Directions for this task
Please give the records starting with the line that contains "Task: locate every statue's robe" and going on through the line that contains "(557, 252), (600, 305)" as a two-column CSV with the columns text and answer. Use one row per record, put each field in quotes, and turn line breaks into spaces.

(Records)
----

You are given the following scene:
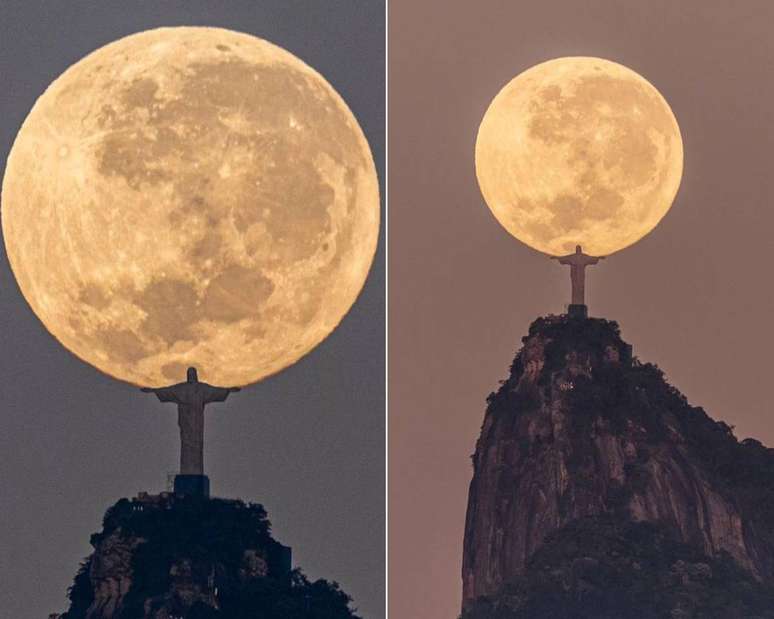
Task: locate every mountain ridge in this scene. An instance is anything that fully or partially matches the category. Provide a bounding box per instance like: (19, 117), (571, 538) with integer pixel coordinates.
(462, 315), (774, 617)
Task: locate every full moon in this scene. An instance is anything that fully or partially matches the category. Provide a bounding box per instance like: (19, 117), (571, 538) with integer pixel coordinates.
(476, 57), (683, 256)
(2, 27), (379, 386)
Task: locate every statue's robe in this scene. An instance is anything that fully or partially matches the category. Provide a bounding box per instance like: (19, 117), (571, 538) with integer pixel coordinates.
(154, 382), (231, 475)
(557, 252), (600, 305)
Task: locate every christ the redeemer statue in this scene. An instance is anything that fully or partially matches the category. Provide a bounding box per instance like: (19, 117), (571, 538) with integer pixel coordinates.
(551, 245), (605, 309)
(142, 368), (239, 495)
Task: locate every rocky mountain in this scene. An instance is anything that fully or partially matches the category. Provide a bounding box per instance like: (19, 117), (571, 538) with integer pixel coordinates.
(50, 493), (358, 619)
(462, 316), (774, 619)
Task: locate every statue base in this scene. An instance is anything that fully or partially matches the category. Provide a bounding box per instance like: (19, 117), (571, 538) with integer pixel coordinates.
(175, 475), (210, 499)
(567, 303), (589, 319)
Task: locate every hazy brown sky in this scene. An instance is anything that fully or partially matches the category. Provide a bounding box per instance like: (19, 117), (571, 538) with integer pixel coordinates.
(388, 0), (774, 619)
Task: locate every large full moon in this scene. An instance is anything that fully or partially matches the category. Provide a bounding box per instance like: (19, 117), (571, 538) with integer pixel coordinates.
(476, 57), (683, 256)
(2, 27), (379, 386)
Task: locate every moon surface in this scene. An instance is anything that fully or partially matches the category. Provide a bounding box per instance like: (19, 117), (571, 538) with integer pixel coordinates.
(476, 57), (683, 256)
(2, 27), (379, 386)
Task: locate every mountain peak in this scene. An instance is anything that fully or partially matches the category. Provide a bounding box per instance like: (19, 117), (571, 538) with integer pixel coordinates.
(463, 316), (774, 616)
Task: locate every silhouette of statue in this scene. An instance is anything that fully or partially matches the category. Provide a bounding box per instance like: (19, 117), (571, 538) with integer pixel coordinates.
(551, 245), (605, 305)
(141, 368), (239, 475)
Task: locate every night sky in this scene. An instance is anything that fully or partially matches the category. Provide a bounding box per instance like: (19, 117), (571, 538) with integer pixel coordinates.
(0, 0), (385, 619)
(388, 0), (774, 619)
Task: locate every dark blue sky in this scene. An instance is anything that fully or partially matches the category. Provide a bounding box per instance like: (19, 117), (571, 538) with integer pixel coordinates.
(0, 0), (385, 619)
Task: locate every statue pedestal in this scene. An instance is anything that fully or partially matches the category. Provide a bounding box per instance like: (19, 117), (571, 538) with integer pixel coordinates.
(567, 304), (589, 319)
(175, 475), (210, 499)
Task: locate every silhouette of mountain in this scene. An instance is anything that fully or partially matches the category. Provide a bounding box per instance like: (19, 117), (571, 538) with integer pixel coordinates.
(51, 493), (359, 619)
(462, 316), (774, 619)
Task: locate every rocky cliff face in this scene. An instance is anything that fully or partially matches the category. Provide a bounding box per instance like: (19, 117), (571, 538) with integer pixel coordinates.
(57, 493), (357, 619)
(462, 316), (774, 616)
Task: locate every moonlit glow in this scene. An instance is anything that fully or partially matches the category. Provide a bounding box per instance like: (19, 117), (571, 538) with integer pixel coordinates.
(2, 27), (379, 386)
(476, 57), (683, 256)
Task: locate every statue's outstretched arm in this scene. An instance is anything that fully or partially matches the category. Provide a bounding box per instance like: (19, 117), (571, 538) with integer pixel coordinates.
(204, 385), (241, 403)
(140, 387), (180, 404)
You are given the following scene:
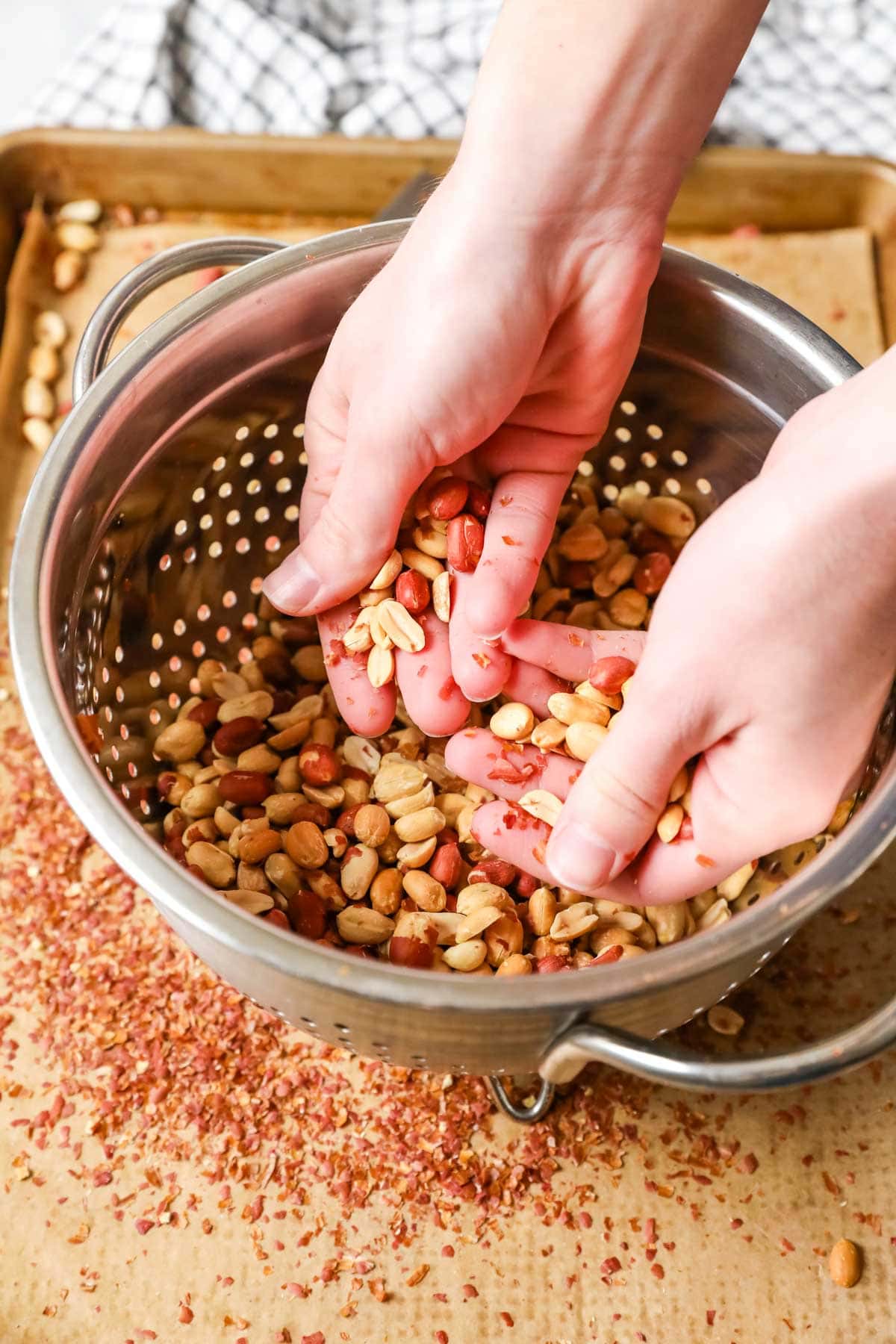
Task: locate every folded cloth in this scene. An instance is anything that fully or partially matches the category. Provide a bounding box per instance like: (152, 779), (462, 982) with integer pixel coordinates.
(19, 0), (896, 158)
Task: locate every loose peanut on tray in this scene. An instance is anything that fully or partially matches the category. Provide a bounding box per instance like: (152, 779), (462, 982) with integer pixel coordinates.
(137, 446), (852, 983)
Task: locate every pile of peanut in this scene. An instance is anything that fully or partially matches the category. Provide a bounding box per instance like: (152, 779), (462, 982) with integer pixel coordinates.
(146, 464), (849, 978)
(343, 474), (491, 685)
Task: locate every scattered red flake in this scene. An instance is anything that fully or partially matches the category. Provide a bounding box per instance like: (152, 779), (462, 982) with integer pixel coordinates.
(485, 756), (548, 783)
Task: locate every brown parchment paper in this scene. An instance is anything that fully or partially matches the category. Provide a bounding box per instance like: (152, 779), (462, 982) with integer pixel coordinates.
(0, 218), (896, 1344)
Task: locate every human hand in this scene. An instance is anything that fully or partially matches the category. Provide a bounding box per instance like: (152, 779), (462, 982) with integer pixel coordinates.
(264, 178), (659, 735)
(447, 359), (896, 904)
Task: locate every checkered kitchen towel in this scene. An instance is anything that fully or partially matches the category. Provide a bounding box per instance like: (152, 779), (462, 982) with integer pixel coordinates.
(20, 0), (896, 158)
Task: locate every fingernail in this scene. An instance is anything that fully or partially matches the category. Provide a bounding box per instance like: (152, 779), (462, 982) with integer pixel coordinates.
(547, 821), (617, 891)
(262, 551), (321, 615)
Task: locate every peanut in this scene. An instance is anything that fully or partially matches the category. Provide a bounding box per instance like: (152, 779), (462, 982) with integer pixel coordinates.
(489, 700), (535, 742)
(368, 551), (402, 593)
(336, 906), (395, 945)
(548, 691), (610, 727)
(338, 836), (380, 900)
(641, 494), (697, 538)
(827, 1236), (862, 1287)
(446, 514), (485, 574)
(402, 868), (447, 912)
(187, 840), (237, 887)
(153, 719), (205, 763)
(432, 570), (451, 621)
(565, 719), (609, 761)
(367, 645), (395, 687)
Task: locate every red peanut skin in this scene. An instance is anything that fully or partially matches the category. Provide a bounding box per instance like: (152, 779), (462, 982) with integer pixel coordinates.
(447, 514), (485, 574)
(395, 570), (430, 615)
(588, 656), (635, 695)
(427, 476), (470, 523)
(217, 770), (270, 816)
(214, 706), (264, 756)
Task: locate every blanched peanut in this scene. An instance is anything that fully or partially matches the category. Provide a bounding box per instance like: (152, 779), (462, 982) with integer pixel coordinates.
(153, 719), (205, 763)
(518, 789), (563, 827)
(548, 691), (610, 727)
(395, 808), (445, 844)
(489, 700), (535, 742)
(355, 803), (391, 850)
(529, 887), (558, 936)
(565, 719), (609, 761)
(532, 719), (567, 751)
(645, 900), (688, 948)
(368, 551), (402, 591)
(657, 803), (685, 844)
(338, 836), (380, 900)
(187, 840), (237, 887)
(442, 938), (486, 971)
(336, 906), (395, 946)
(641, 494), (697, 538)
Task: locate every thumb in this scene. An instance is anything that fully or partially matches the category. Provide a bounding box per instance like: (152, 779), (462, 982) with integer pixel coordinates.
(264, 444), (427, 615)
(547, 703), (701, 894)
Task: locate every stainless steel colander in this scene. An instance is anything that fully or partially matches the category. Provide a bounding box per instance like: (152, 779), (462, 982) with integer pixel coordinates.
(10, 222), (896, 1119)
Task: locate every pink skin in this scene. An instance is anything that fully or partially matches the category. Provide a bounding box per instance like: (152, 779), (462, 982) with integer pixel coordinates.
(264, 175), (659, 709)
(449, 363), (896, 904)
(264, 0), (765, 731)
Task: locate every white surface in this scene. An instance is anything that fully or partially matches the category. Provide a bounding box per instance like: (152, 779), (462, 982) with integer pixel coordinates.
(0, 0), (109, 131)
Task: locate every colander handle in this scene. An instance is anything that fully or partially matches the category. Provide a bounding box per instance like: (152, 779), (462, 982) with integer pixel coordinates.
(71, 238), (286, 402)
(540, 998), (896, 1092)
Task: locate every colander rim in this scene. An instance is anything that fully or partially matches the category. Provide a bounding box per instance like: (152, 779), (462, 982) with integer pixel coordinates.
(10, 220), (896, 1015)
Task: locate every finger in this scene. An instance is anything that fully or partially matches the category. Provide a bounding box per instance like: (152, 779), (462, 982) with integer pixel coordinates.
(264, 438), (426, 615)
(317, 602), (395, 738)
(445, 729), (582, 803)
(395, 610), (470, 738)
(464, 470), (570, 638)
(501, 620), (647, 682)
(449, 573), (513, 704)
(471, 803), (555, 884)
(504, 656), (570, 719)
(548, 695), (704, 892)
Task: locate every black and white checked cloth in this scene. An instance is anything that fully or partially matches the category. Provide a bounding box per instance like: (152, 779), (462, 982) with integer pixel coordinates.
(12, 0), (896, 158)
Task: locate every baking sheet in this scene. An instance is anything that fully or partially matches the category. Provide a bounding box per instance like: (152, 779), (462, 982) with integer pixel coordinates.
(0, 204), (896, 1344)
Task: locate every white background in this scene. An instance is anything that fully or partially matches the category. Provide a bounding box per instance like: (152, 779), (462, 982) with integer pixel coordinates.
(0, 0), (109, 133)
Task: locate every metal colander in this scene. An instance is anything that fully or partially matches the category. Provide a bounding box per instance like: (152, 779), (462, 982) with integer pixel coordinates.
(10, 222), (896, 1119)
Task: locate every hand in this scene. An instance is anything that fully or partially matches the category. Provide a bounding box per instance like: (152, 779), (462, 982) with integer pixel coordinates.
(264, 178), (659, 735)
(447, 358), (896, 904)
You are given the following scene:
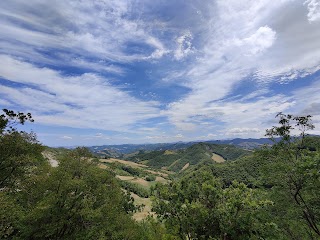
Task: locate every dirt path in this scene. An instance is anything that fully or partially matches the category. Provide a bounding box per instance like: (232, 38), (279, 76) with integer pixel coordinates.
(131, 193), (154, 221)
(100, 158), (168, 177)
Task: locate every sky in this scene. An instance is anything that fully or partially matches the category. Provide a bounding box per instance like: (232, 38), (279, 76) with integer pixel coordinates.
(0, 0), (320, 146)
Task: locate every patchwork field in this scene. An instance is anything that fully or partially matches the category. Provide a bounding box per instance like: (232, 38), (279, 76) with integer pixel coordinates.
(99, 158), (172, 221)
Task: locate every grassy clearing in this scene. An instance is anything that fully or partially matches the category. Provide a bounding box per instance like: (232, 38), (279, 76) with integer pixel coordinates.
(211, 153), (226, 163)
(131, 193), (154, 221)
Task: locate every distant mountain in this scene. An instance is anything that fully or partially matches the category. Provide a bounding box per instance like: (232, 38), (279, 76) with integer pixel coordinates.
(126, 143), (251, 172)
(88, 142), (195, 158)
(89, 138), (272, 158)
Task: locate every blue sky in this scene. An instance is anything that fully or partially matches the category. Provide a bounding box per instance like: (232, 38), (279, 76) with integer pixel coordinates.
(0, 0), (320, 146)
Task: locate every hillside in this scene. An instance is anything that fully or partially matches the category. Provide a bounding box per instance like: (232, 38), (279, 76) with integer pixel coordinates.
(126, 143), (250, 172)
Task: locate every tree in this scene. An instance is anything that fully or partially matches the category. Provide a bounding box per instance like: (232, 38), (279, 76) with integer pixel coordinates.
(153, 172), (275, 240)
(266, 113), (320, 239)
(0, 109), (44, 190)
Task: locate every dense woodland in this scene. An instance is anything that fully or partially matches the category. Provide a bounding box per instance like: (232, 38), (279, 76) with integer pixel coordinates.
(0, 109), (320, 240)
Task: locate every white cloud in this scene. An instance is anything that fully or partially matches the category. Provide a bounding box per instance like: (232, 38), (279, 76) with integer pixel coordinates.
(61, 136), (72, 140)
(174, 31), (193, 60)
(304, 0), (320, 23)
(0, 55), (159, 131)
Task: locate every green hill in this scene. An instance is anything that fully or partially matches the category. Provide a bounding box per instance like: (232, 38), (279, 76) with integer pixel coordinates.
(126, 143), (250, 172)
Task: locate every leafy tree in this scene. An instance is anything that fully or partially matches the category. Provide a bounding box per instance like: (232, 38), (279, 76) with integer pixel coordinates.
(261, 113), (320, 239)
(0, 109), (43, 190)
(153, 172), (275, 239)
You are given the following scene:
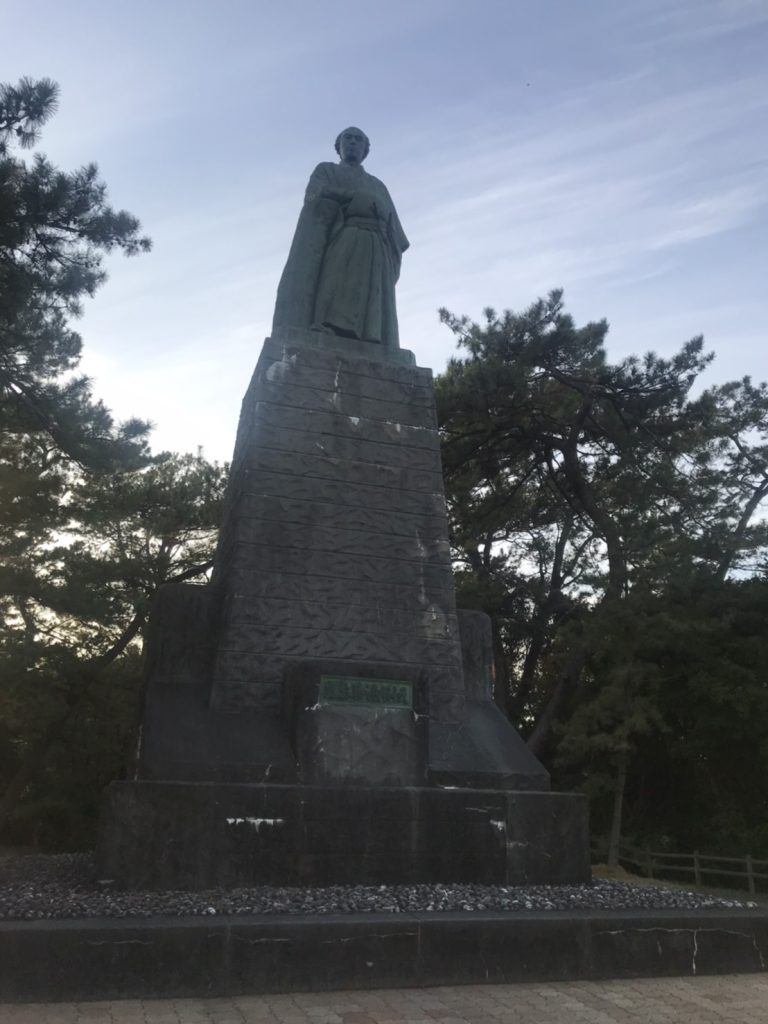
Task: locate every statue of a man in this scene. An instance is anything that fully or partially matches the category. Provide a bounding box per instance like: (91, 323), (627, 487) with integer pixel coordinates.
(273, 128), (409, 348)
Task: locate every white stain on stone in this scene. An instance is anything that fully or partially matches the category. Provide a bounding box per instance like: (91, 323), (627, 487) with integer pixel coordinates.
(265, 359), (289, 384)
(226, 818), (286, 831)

----

Solution for this problem
text,answer
"Task: locate every statue's robe in this scene. An instance is anything that fully or partially matches the category. Provide a bounding box per instance like: (19, 117), (571, 538) with integer pixel coordinates.","(154, 382), (231, 475) (557, 252), (600, 305)"